- _Problem set_
(a) Summarize the account of the biopsy scare below in two sentences.
(b) State whether each statement agrees with the account of the biopsy scare below, answering yes or no and quoting the deciding words of the account. (i) The mammogram earlier in the month came up normal. (ii) A topical numbing agent applied before the biopsy greatly reduced the pain. (iii) The writer's husband did not come to the biopsy.
(c) Write the next part of the account of the biopsy scare below, starting after its final sentence.

January was a rough month. I had so much personal turmoil, that I literally wanted to hide under the covers. I realize I wasn't the only one. Was it Mercury in Retrograde or that old Uranus/Pluto square stirring up shit? Who knows, but I think collectively we were all going though our own private little hell.
I had an old demon crop up just before January closed. I had a mammogram earlier in the month, which came up normal, but my ultrasound picked up a questionable area on my treated breast. My doctor didn't think much of it, and scheduled a follow-up visit on the 29th. Well, during the visit, I was told that the questionable area looked to be a cyst. This is not unusual for me, as I have lumpy breasts. I believe that is a technical term. So, we did a little needle probing. If it was indeed a fluid filled cyst, the needle would pop the sucker and it would drain. We numbed up the area, which is quite a painful process, especially after radiation treatment. I did not know this, so was very surprised by the overall pain. I watched as my doctor did her best to pop the cyst, and immediately felt panic set in, as I realized the little fucker wasn't cooperating. I was then told that because it didn't cooperate, I had to have a biopsy. That dreaded word. My brain immediately went into a tailspin. I began to imagine 2015 all over again, with treatments, hair loss, pain, the burden on my body and my family. I felt like I was going to throw-up. What made matters worse was the fact that the biopsy had to wait until later that afternoon, as three patients were waiting to be seen by my doctor. So, I had to come back and endure the pain all over again. Now, I know never to do a needle probe unless there is time for a biopsy as well. At any rate, I called my husband and through my tears managed to tell him what was going on. He rushed home and we both came back later that afternoon for the biopsy. It was in a word, horrible. The pain was even worse, because I had endured so much earlier that morning. I had even numbed the area with a topical beforehand, which proved fruitless, as most of the pain is felt internally. After the extraction, we were told it would be up to a week before we heard any news. As you can imagine, the waiting is always the most difficult. While I had "lost my shit" as I like to say, earlier that day, I vowed to not dwell in the past. I asked my angels, guides and Divine Universe, to please give me the strength to handle whatever the results were. I wasn't going to make bargains about eating better and behaving better. I just asked that I handle whatever I needed to with grace and strength.

- _Stored data_
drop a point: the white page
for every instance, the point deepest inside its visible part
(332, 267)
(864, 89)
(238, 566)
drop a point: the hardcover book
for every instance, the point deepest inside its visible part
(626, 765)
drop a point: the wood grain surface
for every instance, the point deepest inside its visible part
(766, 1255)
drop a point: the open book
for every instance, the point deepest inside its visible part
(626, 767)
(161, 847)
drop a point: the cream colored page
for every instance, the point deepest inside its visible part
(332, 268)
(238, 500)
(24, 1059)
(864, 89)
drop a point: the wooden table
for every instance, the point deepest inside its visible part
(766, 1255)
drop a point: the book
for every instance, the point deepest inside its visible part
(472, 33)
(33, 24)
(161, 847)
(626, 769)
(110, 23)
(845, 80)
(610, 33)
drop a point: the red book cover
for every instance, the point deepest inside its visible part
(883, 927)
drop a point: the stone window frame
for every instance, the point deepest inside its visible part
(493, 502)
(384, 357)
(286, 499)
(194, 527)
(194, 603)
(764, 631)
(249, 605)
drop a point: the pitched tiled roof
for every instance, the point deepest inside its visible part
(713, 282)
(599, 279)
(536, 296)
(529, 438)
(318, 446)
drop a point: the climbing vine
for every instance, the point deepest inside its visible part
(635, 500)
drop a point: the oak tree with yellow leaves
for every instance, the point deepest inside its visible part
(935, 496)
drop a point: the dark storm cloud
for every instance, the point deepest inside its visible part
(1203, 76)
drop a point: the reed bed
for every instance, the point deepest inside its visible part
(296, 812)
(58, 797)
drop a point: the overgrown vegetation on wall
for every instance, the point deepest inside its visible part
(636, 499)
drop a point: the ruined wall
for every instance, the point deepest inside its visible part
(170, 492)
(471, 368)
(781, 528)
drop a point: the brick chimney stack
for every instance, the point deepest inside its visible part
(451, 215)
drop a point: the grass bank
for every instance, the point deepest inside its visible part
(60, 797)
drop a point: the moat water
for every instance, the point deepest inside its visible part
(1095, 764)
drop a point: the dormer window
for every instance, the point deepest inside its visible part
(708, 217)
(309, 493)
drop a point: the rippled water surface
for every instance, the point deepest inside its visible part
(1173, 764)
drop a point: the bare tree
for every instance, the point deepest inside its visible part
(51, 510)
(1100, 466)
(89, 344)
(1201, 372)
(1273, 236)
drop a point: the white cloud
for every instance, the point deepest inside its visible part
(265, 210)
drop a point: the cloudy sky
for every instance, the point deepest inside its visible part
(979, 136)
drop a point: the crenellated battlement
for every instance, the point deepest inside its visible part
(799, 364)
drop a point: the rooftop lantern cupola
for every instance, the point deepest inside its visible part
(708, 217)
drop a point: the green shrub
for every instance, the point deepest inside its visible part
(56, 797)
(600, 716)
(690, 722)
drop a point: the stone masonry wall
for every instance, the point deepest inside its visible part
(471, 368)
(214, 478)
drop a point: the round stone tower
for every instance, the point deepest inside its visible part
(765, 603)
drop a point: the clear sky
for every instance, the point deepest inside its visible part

- _Responses to the tasks_
(a) An ultrasound that followed a normal mammogram picked up a questionable area on the treated breast, and when a needle probe failed to drain what looked to be a cyst, a biopsy was performed later that afternoon. Told that results could take up to a week, the writer vowed not to dwell in the past and asked for the strength to handle whatever the results were with grace.

(b)
(i) Yes: "I had a mammogram earlier in the month, which came up normal"
(ii) No: "I had even numbed the area with a topical beforehand, which proved fruitless, as most of the pain is felt internally."
(iii) No: "He rushed home and we both came back later that afternoon for the biopsy."

(c)
Being alone is the most difficult. When everyone goes back to school and work, and the house becomes quiet, the mind loves to pull you into the darkest places. But, it wasn't just my waking hours, I was having horrible nightmares. I had dreams about vampires, doing battle with them and enduring horrible pain that I actually felt in my sleep. They were invading my home. Yes, I realize what these dreams were about. The vampires were my thoughts, my demons and I was fighting them. I have been fighting them in my waking hours too. When I was going though treatment, I did what I had to do to get though. I meditated. I maintained positive thoughts as often as possible. I smiled though many tears. I was never angry, and at for the most part, I did not allow myself to get overwhelmed by fear or emotions that were in any way negative. After everything was said an done, months afterward, I found myself processing all of those emotions that I refused to acknowledge. They came to the surface at the strangest times. I would panic and cry uncontrollably. Every little ache and pain was a sign of the cancers return. Every blood test that was out of range was a clear indicator that something was wrong. I began to blame myself. Was I eating too much sugar? Did I have one too many drinks? Was I too stationary? It was especially difficult on the anniversary date of my diagnosis. So, you can imagine how I felt when I had to endure another biopsy. I thought, I'm not ready!! I haven't even processed everything I had just gone though? It's not fair! I became angry! Finally, I became angry!
Then, I stopped being angry and just listened. I stopped feeling fearful and just allowed myself to breathe. It's benign. I said this over and over.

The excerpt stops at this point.